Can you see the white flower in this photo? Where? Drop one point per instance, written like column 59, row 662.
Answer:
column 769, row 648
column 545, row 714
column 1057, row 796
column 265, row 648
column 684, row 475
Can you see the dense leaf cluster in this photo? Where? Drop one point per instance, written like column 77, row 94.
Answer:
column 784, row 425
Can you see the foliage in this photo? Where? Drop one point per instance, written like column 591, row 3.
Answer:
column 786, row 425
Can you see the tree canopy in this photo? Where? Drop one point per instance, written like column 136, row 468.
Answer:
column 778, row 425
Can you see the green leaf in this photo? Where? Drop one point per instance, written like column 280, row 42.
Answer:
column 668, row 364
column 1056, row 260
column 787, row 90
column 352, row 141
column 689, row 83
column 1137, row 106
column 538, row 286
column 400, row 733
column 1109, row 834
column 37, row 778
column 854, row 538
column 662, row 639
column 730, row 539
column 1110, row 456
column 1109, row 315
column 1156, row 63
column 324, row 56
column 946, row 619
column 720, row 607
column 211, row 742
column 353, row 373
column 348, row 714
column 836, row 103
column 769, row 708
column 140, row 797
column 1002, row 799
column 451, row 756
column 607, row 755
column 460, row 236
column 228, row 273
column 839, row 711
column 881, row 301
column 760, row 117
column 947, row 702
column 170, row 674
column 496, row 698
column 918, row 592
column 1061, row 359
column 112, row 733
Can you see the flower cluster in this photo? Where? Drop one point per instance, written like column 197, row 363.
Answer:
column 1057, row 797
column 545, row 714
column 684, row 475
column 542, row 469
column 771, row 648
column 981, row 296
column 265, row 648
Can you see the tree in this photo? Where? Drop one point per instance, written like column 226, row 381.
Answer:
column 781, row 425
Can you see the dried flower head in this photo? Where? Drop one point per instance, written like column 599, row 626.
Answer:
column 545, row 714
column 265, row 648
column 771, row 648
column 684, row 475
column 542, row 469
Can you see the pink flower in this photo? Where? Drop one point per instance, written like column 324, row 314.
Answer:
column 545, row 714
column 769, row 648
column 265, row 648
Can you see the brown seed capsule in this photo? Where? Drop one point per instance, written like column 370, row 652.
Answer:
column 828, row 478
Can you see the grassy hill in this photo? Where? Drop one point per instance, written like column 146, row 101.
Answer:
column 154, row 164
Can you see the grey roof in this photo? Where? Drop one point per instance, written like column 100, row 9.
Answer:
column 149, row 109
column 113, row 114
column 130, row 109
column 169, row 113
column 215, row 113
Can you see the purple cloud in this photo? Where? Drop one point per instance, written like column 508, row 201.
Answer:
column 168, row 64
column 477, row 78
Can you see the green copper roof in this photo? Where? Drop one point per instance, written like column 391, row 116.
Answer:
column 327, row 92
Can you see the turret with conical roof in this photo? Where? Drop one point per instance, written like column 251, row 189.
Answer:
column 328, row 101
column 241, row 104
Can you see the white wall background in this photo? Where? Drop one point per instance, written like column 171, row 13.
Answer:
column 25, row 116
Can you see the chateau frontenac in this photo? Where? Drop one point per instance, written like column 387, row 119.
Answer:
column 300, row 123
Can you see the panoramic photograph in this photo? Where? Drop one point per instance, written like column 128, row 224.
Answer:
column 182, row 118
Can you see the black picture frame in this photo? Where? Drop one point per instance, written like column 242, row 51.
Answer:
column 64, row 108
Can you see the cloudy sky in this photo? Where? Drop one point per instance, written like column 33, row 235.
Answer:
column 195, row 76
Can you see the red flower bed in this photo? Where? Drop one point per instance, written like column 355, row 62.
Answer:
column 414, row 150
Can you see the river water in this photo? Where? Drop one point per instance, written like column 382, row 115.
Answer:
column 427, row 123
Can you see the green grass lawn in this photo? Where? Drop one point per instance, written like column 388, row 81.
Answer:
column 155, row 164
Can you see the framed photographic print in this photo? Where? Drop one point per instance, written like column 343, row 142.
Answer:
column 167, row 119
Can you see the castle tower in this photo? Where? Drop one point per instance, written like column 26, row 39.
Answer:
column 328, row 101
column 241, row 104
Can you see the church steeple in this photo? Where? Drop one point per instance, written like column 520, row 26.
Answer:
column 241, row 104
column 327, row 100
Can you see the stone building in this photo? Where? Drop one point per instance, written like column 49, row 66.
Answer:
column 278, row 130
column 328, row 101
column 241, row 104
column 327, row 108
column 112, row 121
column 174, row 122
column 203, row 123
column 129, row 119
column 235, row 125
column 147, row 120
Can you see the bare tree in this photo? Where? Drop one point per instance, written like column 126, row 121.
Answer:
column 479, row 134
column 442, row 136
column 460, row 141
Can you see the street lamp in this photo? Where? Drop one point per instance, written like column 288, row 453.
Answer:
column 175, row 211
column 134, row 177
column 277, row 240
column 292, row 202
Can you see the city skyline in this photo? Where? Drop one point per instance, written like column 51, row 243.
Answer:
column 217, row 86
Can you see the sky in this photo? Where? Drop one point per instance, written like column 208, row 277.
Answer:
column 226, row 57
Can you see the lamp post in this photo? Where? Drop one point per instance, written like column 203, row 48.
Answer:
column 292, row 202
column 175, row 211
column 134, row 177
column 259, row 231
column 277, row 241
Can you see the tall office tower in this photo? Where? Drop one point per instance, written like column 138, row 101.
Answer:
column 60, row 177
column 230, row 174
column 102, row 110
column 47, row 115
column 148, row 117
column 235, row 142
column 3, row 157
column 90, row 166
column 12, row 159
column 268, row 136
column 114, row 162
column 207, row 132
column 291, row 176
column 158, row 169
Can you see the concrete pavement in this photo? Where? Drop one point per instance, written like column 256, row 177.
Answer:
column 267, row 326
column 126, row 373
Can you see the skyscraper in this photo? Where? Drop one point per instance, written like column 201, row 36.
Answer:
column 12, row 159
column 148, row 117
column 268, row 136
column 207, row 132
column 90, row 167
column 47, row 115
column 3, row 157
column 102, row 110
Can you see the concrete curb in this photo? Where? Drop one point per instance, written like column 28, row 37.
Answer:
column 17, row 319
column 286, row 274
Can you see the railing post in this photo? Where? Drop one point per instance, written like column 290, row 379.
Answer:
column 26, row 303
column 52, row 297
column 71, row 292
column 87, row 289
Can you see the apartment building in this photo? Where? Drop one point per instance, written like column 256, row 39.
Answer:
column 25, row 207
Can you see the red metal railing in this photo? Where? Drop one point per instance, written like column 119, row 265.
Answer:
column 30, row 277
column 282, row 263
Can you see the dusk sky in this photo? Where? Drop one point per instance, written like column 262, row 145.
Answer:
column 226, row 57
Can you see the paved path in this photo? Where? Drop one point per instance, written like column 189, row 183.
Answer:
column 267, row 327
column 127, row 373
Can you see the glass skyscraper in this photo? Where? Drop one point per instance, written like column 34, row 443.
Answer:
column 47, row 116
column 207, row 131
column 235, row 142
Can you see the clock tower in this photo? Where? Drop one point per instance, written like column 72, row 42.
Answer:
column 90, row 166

───

Prompt => Rewrite every one of the records above with "Drop one point per instance" changed to "Mark one point for each instance" and all other text left as it is.

Written response =>
Can you see the white flower in this photo? Where? Mark one point for each instance, written like column 59, row 662.
Answer:
column 769, row 648
column 545, row 714
column 1057, row 796
column 265, row 648
column 684, row 475
Can you see the dense leaf cluster in this photo? Where? Mark one point for each instance, written like column 77, row 94.
Answer:
column 784, row 425
Can you see the foliage in this photo? Where? Mark one point for each instance, written like column 591, row 3.
Answer:
column 786, row 425
Can you see the tree canopy in this photo? Where? Mark one point for each instance, written like column 136, row 468.
Answer:
column 778, row 425
Can you see the green leaf in this photo? Where? Mark one point for each instance, written like column 280, row 42.
Answer:
column 668, row 364
column 1056, row 260
column 787, row 90
column 352, row 141
column 689, row 83
column 1137, row 106
column 538, row 286
column 400, row 733
column 1109, row 834
column 37, row 778
column 854, row 538
column 662, row 639
column 730, row 539
column 1110, row 456
column 1109, row 315
column 1156, row 63
column 324, row 56
column 946, row 619
column 720, row 607
column 211, row 742
column 353, row 373
column 348, row 714
column 836, row 103
column 769, row 708
column 140, row 797
column 1002, row 799
column 451, row 756
column 607, row 755
column 460, row 236
column 228, row 273
column 839, row 711
column 881, row 301
column 760, row 117
column 947, row 702
column 170, row 674
column 496, row 698
column 918, row 592
column 1061, row 359
column 112, row 733
Can you see the flower cluster in this photo? Where? Mark one point for each instance, written like column 197, row 363.
Answer:
column 1057, row 797
column 545, row 714
column 684, row 475
column 542, row 469
column 771, row 648
column 981, row 296
column 265, row 648
Can you see the tree in this photo? Where? Mark one point for each instance, written like column 226, row 381.
Answer:
column 781, row 425
Can you see the dried flower head in this photo? Where? Mark one point for each instance, written like column 599, row 626.
Answer:
column 545, row 714
column 265, row 648
column 771, row 648
column 684, row 475
column 542, row 469
Can you see the pink flower in this photo? Where? Mark one point for each instance, written like column 324, row 314.
Answer:
column 545, row 714
column 769, row 648
column 265, row 648
Can you see the brown seed capsule in this photo? Where? Mark one point for each instance, written like column 370, row 652.
Answer:
column 828, row 478
Can you see the grassy hill in this photo? Where? Mark one point for each instance, written like column 146, row 101.
Answer:
column 154, row 164
Can you see the grey roof in this photo? Where? Mark one point for each instance, written like column 100, row 9.
Answer:
column 149, row 109
column 113, row 114
column 130, row 109
column 169, row 113
column 215, row 113
Can you see the purple cloud in this photo? Where? Mark one point for each instance, written like column 508, row 201.
Answer:
column 168, row 64
column 477, row 78
Can you see the green copper roof in this photo? Where? Mark one point for each instance, written like column 391, row 116.
Answer:
column 327, row 92
Can you see the turret with conical roof in this photo? Where? Mark one point for each instance, written like column 251, row 189.
Answer:
column 328, row 101
column 241, row 104
Can you see the white wall background in this photo? Where? Mark one point for each instance, written like column 171, row 13.
Answer:
column 25, row 116
Can you see the chateau frontenac in this photo? Where? Mark one point for each instance, written like column 387, row 119.
Answer:
column 300, row 123
Can you see the panoramic photograph in this photo? Where? Mark one point for each instance, written like column 128, row 224.
Answer:
column 182, row 118
Can you see the black picture frame in this photo? Where? Mark one point for each instance, written like column 242, row 51.
Answer:
column 64, row 108
Can you see the cloudy sky in this photo? Where? Mark one point for each instance, written like column 33, row 235.
Answer:
column 195, row 76
Can you see the red flower bed in this photo? Where? Mark one point for each instance, written like column 355, row 62.
Answer:
column 414, row 150
Can you see the river water in this photo? Where? Mark one point for each instance, written like column 382, row 115.
Answer:
column 427, row 123
Can you see the green grass lawn in this photo? Where? Mark one point for each instance, written like column 388, row 81.
Answer:
column 155, row 164
Can you see the framed photographic print in this photo? Where? Mark one point for each instance, written like column 343, row 142.
Answer:
column 167, row 119
Can you see the castle tower in this photo? Where? Mark one point for each instance, written like column 26, row 39.
Answer:
column 328, row 101
column 241, row 104
Can you see the church steeple in this photo? Where? Mark one point for each instance, written like column 520, row 26.
Answer:
column 241, row 104
column 327, row 100
Can you see the stone building in this photo? Where? Mark one point for each instance, written like column 49, row 66.
Answer:
column 278, row 130
column 328, row 101
column 241, row 104
column 327, row 108
column 112, row 121
column 174, row 122
column 203, row 123
column 129, row 119
column 235, row 125
column 147, row 120
Can you see the bare tree in this photo? Where? Mark one point for each instance, written like column 126, row 121.
Answer:
column 479, row 134
column 442, row 136
column 460, row 141
Can you see the street lamp in this photo? Where? Mark one point for each instance, written like column 288, row 453.
Answer:
column 175, row 211
column 134, row 177
column 277, row 240
column 292, row 202
Can you see the city skyline in this photo? Where? Mark one point for each instance, written like column 51, row 243.
Answer:
column 217, row 86
Can you see the sky in this photo? Where? Mark one point for each instance, written like column 208, row 277.
Answer:
column 226, row 57
Can you see the lamp post in this photo? Where? Mark one point for each instance, written like column 203, row 48.
Answer:
column 292, row 202
column 175, row 211
column 134, row 177
column 259, row 231
column 277, row 241
Can you see the tall office tower in this photo? Where? Mark one point for each instance, written like column 138, row 101.
Answer:
column 60, row 177
column 230, row 174
column 102, row 110
column 47, row 115
column 148, row 117
column 235, row 142
column 3, row 157
column 90, row 166
column 12, row 159
column 268, row 136
column 114, row 162
column 207, row 132
column 291, row 176
column 158, row 169
Can you see the concrete pavement in this photo? Where? Mark one point for each instance, written like column 256, row 177.
Answer:
column 267, row 326
column 126, row 373
Can you see the skyscraper in this photo? Where? Mark one point for each instance, written like column 201, row 36.
Answer:
column 12, row 159
column 148, row 117
column 268, row 136
column 207, row 132
column 90, row 167
column 47, row 115
column 3, row 157
column 102, row 110
Can you see the concrete curb in this photo? Where? Mark one point for each instance, written like column 28, row 37.
Answer:
column 17, row 319
column 286, row 274
Can you see the railing post in this photo? Where? Mark one point for each instance, written like column 290, row 379.
Answer:
column 26, row 303
column 52, row 297
column 71, row 292
column 87, row 289
Can you see the apartment building in this photo? Where? Mark one point for each instance, written like column 256, row 39.
Answer:
column 25, row 207
Can you see the red metal railing in this photo? Where? Mark one point for each instance, written like column 119, row 265.
Answer:
column 30, row 277
column 282, row 263
Can you see the dusk sky in this photo? Where? Mark one point for each instance, written like column 262, row 145.
Answer:
column 226, row 57
Can you see the paved path in this photo? Where? Mark one point for each instance, written like column 189, row 183.
Answer:
column 267, row 327
column 127, row 373
Can you see the glass skyscraper in this photo? Where? Mark one point for each instance, written like column 34, row 443.
Answer:
column 47, row 116
column 207, row 131
column 235, row 142
Can you see the clock tower in this photo? Where? Mark one point for each instance, written like column 72, row 42.
Answer:
column 90, row 166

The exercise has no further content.